選んだ文章:
#####

当院を受診されたPATMの患者さんたち

4−5年前くらいから、当院には普通ではあまり理解できない症状の患者さんが受診されるようになりました。  

これはPATMと言われる病態で、その人がいると周りの人が咳き込んだりくしゃみをし始めたりするというものです。      

それ以後、のべ1000人以上のPATMの患者さんを診察してきました。 

現在では、体に「原因物質」が蓄積し、それをきちんと解毒できないことで、皮膚表面からその原因物質が溢れ出て起こることがPATMの原因ではないかと考えています。   

まだ、PATMの原因物質が解明されたわけではありませんが、有力なヒントとなる検査に「皮膚ガステスト」があります。その検査結果を示します。これは、PATMの方の皮膚表面から出ている化学物質をガスクロマトグラフ質量分析法で解析したものです。

 

私たちの体の中には様々な汚染物質が溜まっているのかもしれない。

私は化学の専門家ではありませんが、一目見ていただいてわかるように、通常ではありえないような有機化学物質が皮膚から排出されていることがわかります。調べてみると、あるものは添加物や香料として食物に含まれているようです。また、あるものは化粧品などに含まれている成分もあるようです。その中のいくつかの化学物質には刺激性があると言われており、おそらくそれが原因で周りの人が反応しているのだと思います。

では、どうしてこのような化学物質が人の皮膚の表面から出るのでしょうか?いうまでもなく、体外からこのような有機化学物質が入り込んでいるからに他なりません。

#####

手元の情報:
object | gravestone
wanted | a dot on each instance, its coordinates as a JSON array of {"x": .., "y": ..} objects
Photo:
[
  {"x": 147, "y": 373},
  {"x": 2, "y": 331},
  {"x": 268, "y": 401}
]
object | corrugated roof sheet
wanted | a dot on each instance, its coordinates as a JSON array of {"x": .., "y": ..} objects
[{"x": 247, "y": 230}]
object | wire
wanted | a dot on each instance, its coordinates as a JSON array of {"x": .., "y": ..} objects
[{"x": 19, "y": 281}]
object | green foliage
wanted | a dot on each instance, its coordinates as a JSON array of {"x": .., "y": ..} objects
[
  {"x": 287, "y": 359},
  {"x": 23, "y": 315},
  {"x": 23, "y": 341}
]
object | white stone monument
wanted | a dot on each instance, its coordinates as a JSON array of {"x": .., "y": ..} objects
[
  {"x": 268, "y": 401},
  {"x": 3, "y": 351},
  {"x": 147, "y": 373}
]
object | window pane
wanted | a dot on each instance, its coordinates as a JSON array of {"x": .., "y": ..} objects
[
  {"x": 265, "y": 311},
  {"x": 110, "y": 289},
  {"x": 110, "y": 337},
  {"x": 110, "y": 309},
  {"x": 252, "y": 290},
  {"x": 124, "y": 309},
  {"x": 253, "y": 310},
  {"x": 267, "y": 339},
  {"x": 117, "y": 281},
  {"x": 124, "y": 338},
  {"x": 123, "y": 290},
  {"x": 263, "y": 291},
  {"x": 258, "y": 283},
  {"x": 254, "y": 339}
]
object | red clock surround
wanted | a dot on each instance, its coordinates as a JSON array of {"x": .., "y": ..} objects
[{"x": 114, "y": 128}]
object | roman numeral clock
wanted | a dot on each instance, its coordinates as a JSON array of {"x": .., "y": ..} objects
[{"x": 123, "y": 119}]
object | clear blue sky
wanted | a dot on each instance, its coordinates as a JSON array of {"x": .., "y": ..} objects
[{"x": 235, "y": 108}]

#####

やってみよう:
- A) PATMについての文章の「当院を受診されたPATMの患者さんたち」から「それ以後、のべ1000人以上のPATMの患者さんを診察してきました。」までを、一字も変えずに書き写してください。
- B) PATMについての文章の続きを、最後の文のあとから書いてください。
記録は使わなくてもかまいません。

答え:
- A)
当院を受診されたPATMの患者さんたち

4−5年前くらいから、当院には普通ではあまり理解できない症状の患者さんが受診されるようになりました。  

これはPATMと言われる病態で、その人がいると周りの人が咳き込んだりくしゃみをし始めたりするというものです。      

それ以後、のべ1000人以上のPATMの患者さんを診察してきました。

- B)
普通であれば、これらの化学物質を解毒することができるので、皮膚から排出されることはないのでしょう。それが、解毒機能が低下することで、許容量以上の物質が体内に蓄積し、それがコップから水があふれるように、皮膚表面から排出されるようになるのがPATMではないかと考えています。  

PATMの病態については、まだまだ不明のことが多く、たくさんの研究者によって究明されなければいけないと思います。有機化学の専門の方がおられたら、皮膚ガステストの結果をどのように解釈するべきかをぜひ教えていただきたいと思います。   

ただ、最近私はこのように感じるのです。  

もし、PATMが汚染された地球環境から体内に入ってきた有機化学物質が原因で起こっているとすれば、PATMを発症している人にだけ、これらの物質が入り込んでいるとは考えにくい。  

ひょっとしたらPATMは、予想以上に汚染された地球からの我々人類に対する『警告』ではないだろうか、と。